→ DOCUMENT SECTION:
Meltdown and Spectre + KVM + Virtualizor

Umair · March 2018

Hello,

Just wondering if anyone here has updated their KVM node with latest Kernel and has seen any issue or any performance issues. Etc etc

I am running an older kernel (CentOS 7.3) and have not updated in a while. But I don't run a vps business either.

Just wondering if its safe to yum update.

Thanks

spectraip · March 2018

I have updated all my servers - no problems with it.

vish · March 2018

Performance hit is real, about 11% for me. I recommend you update with a solid backup in place

BlaZe · March 2018

Did it as soon as the proper patch came out.

What metrics did you considered for measuring the performance? please tell us so that we can try to replicate.

Umair · March 2018

@vish said:
Performance hit is real, about 11% for me. I recommend you update with a solid backup in place

How you came up with 11% there ??
Ie did you monitor it closely ?? (before and after patch ??)

→ RECORDS SHOWN:

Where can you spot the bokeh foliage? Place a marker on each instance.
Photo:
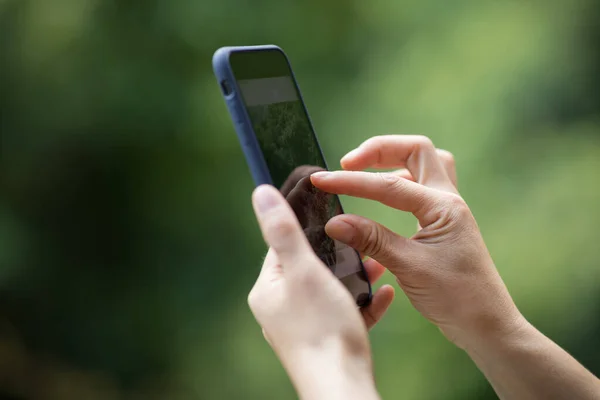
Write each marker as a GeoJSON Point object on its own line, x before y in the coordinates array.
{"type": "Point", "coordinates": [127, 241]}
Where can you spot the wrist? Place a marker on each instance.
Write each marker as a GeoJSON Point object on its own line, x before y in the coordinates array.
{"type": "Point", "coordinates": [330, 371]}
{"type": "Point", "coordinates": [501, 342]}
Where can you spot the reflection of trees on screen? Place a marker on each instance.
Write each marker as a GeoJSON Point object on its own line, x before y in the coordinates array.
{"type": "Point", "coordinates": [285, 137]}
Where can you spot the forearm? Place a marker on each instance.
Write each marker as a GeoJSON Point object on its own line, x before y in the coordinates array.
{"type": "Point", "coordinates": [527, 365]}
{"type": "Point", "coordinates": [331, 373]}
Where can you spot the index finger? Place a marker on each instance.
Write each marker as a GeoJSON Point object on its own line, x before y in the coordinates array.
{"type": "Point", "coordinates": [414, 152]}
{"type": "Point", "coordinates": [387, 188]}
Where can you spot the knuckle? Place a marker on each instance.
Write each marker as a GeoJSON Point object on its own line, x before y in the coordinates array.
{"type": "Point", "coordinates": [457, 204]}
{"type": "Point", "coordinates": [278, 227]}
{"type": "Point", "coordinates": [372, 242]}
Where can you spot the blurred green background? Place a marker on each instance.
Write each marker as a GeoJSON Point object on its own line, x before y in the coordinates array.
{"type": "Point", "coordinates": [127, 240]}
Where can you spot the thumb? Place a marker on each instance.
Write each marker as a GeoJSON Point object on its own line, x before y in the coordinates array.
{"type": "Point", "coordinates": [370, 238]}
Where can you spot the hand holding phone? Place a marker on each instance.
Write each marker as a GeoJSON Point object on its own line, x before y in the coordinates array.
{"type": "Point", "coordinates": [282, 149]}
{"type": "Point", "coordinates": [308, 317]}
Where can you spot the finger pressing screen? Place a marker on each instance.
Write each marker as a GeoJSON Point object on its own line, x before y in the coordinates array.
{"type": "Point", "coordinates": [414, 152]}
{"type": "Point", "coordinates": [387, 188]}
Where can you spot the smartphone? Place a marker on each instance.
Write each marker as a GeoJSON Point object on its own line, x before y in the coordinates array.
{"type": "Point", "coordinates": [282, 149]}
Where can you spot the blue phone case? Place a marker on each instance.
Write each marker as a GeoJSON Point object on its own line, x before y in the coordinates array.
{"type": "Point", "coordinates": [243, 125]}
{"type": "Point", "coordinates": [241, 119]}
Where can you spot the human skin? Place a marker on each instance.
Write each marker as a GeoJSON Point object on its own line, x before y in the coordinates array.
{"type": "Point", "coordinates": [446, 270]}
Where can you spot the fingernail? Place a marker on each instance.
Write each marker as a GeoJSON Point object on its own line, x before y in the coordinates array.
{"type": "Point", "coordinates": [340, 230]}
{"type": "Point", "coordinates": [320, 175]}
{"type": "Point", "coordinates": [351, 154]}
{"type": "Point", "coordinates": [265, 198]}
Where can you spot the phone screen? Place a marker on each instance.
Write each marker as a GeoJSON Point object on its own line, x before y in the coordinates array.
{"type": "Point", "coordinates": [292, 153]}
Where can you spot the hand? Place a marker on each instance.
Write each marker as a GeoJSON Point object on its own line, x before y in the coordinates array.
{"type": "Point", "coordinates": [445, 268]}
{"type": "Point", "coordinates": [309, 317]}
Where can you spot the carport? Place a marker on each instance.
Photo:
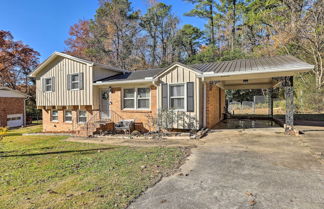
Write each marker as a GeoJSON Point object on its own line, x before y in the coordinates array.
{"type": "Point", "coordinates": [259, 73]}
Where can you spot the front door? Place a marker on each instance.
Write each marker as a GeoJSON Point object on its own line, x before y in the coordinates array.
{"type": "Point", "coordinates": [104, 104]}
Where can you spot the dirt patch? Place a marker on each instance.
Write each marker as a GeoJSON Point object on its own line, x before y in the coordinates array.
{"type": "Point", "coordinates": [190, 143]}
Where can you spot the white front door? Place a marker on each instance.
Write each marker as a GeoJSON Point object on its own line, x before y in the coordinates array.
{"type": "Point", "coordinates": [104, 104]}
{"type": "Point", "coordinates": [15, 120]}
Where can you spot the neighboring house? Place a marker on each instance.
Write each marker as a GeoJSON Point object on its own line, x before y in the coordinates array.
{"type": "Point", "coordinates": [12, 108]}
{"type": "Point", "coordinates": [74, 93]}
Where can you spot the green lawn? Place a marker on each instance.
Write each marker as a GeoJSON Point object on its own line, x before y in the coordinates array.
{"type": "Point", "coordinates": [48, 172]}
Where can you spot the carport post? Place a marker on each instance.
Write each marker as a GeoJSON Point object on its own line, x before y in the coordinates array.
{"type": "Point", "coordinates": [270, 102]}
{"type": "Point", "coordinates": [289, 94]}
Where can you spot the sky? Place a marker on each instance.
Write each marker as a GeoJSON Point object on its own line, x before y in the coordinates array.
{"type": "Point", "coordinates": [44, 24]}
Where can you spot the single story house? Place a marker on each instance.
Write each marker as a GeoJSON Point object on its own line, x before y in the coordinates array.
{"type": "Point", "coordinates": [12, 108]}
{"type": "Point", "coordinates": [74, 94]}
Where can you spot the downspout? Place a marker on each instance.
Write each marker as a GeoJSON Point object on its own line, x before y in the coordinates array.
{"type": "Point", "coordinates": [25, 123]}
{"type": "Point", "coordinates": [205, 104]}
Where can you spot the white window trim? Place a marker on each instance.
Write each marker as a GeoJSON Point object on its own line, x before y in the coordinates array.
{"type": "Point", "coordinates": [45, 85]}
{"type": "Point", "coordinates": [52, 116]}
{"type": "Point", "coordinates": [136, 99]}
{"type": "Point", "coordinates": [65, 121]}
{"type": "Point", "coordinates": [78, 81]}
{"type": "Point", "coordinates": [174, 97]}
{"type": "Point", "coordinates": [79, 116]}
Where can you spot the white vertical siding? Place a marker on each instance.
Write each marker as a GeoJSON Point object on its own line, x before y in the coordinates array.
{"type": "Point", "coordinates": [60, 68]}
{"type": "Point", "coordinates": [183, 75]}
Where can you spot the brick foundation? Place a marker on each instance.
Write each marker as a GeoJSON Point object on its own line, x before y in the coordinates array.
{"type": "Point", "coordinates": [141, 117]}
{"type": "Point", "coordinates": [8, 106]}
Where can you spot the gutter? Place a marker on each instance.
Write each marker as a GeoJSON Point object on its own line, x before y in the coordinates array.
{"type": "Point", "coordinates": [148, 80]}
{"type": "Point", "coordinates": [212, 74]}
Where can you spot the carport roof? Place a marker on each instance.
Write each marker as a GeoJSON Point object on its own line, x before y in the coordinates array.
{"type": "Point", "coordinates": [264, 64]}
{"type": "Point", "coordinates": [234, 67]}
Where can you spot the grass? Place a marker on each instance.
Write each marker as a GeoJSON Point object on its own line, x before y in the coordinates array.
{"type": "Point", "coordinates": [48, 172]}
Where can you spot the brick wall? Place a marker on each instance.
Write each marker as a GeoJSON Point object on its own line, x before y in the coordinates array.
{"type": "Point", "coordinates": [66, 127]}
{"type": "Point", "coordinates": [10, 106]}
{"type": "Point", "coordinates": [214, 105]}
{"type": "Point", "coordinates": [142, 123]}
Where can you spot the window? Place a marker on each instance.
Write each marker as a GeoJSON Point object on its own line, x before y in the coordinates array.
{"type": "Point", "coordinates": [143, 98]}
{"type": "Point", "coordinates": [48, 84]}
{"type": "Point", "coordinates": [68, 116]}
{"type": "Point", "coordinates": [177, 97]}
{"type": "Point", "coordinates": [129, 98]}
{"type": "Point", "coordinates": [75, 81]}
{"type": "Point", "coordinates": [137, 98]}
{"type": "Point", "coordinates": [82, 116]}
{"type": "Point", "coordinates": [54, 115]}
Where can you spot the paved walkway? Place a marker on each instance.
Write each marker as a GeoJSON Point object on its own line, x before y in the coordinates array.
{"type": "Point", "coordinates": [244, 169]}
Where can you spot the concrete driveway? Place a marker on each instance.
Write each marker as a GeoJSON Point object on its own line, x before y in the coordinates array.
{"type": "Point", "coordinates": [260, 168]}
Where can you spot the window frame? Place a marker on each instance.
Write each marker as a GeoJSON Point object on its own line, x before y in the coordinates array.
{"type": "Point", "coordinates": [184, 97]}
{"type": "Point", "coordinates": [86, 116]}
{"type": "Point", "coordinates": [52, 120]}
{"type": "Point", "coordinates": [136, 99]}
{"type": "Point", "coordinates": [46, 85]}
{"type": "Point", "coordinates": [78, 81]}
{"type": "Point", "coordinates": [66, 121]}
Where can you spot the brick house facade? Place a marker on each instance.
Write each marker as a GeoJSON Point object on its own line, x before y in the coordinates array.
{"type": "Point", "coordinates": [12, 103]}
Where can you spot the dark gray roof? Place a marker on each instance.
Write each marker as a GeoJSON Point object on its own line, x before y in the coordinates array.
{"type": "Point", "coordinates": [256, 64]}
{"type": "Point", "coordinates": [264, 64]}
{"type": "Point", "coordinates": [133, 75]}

→ EXERCISES TO COMPLETE:
1. In the Meltdown and Spectre thread, which CentOS version does the original poster say they are running?
2. Write out the Meltdown and Spectre thread word for word between "vish · March" and "try to replicate.", inclusive.
3. Write the next part of the Meltdown and Spectre thread, picking up after its final post.

→ TASK-BY-TASK ANSWERS:
1. CentOS 7.3

2.
vish · March 2018

Performance hit is real, about 11% for me. I recommend you update with a solid backup in place

BlaZe · March 2018

Did it as soon as the proper patch came out.

What metrics did you considered for measuring the performance? please tell us so that we can try to replicate.

3.
Have any graphs to share ?

Also did you guys tweak anything specific after the patch ???

vish · March 2018

The 11% is ballpark based on casual observation of execution times before and after the updates. I don’t have any solid numbers or graphs unfortunately but if you google for it you should find my results are within two standard deviations of the common scenario

randvegeta · March 2018

Meh. Not a huge difference. But VPS nodes rarely seem to be limited by CPU power. The bottleneck is usually the disk and RAM. CPU idles most of the time (unless you'v got dreaded miners on your node!).

Nothing significant.

Clouvider · March 2018

@vish said:
The 11% is ballpark based on casual observation of execution times before and after the updates. I don’t have any solid numbers or graphs unfortunately but if you google for it you should find my results are within two standard deviations of the common scenario

So how did you come up with precisely 11% if you have no solid numbers ?

vish · March 2018

@Clouvider said:

@vish said:
The 11% is ballpark based on casual observation of execution times before and after the updates. I don’t have any solid numbers or graphs unfortunately but if you google for it you should find my results are within two standard deviations of the common scenario

So how did you come up with precisely 11% if you have no solid numbers ?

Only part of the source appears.